== What this exercise asks ==
(A) Condense the paragraph of the POTS abstract that begins "Case Description: We describe two patients" into a brief list that keeps its main facts.
(B) Reproduce the part of the POTS abstract starting at "POTS: association with" and ending at "should be aware.", swapping "dysautonomia" for "autonomic dysfunction".
(C) Answer the following from the POTS abstract, one answer per line:
(i) In which journal was the article published?
(ii) How old is the second patient described?
(iii) With which conditions is POTS commonly mistaken?

== Given passage ==

=======

POTS: association with Ehlers-Danlos syndrome and orthopaedic considerations
Article published in Clinical Orthopaedics and Related Research by Emmanouil Grigoriou, Jeffrey Boris, and John Dormans
Background: Postural orthostatic tachycardia syndrome (POTS) is the most common of several types of dysautonomia, characterized by dysfunction of the autonomic nervous system manifesting with symptoms of orthostatic intolerance with or without associated orthostatic hypotension and excessive autonomic excitation. Given the numerous presenting musculoskeletal symptoms of POTS and its known associations with other clinical entities like Ehlers-Danlos syndrome, POTS constitutes an unusual treatment challenge of which the orthopaedic surgeon and other related healthcare providers should be aware.
Case Description: We describe two patients with a diagnosis of POTS and musculoskeletal manifestations. The first is a 13-year-old boy with a concurrent diagnosis of Ehlers-Danlos syndrome and worsening back pain. The patient had resolution of his musculoskeletal symptoms after treatment with a Boston Overlap LSO brace and physical therapy and resolution of his cardiovascular symptoms after pharmacologic treatment. The second patient is a 17-year-old girl with an L1 vertebral hemangioma and pain of sudden onset radiating to her lower extremities. Her symptoms were controlled with therapy and gabapentin.
Literature Review: POTS is a poorly understood and controversial clinical entity with lack of awareness and knowledge regarding the syndrome by the majority of medical specialists. Its complex and wide range of clinical presentation has led to being commonly mistaken with malingering, depression and anxiety disorders. Review of the literature did not yield any previous studies addressing POTS and the special considerations for the orthopaedic surgeon caring for these patients; previous studies of large patient series focus on investigating the pathologic substrate of POTS and the efficacy of various treatment modalities on the cardiovascular dysregulation.

=======

Point-per-instance localization data:
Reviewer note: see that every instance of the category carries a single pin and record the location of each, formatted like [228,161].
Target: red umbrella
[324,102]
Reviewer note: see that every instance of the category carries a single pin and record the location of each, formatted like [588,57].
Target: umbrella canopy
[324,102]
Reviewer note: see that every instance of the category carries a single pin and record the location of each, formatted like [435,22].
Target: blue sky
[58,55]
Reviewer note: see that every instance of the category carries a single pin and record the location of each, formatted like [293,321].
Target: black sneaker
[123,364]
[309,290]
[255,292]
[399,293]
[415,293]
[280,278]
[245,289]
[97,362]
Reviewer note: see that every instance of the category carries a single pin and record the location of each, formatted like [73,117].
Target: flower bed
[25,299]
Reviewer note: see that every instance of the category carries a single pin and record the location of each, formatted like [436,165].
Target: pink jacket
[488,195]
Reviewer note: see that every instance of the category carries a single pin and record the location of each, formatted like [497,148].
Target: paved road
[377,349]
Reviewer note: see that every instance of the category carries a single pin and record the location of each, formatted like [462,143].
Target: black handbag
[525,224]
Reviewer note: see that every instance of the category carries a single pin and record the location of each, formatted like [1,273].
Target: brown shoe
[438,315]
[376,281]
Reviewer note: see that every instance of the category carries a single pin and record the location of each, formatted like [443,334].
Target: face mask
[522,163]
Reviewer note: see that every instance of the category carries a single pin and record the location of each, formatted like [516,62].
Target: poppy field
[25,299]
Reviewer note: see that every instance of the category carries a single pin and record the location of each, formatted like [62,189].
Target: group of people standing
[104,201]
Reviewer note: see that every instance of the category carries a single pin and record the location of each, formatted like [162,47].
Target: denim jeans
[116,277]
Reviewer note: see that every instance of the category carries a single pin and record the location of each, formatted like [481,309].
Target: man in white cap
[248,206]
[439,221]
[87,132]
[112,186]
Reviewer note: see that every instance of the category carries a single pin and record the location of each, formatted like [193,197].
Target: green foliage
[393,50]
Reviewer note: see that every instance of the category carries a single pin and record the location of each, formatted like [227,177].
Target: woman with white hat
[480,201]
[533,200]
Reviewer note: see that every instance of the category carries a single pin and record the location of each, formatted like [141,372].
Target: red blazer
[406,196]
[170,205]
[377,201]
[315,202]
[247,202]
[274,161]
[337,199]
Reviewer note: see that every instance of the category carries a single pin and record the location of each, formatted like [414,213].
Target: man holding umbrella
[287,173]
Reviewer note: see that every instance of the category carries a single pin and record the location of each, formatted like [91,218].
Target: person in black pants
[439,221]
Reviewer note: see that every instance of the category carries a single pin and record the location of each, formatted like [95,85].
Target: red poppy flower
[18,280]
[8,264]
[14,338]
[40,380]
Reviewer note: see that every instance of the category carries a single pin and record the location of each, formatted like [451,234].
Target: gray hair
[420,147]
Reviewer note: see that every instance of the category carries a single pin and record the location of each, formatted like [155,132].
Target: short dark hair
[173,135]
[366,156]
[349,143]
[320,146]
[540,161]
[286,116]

=======

== Responses ==
(A)
- Two patients with POTS and musculoskeletal manifestations are described.
- Patient 1: a 13-year-old boy who also had Ehlers-Danlos syndrome and worsening back pain. A Boston Overlap LSO brace and physical therapy resolved his musculoskeletal symptoms. Pharmacologic treatment resolved his cardiovascular symptoms.
- Patient 2: a 17-year-old girl with an L1 vertebral hemangioma and sudden-onset pain radiating to her lower extremities. Therapy and gabapentin controlled her symptoms.

(B)
POTS: association with Ehlers-Danlos syndrome and orthopaedic considerations
Article published in Clinical Orthopaedics and Related Research by Emmanouil Grigoriou, Jeffrey Boris, and John Dormans
Background: Postural orthostatic tachycardia syndrome (POTS) is the most common of several types of autonomic dysfunction, characterized by dysfunction of the autonomic nervous system manifesting with symptoms of orthostatic intolerance with or without associated orthostatic hypotension and excessive autonomic excitation. Given the numerous presenting musculoskeletal symptoms of POTS and its known associations with other clinical entities like Ehlers-Danlos syndrome, POTS constitutes an unusual treatment challenge of which the orthopaedic surgeon and other related healthcare providers should be aware.

(C)
(i) Clinical Orthopaedics and Related Research
(ii) 17 years old
(iii) Malingering, depression and anxiety disorders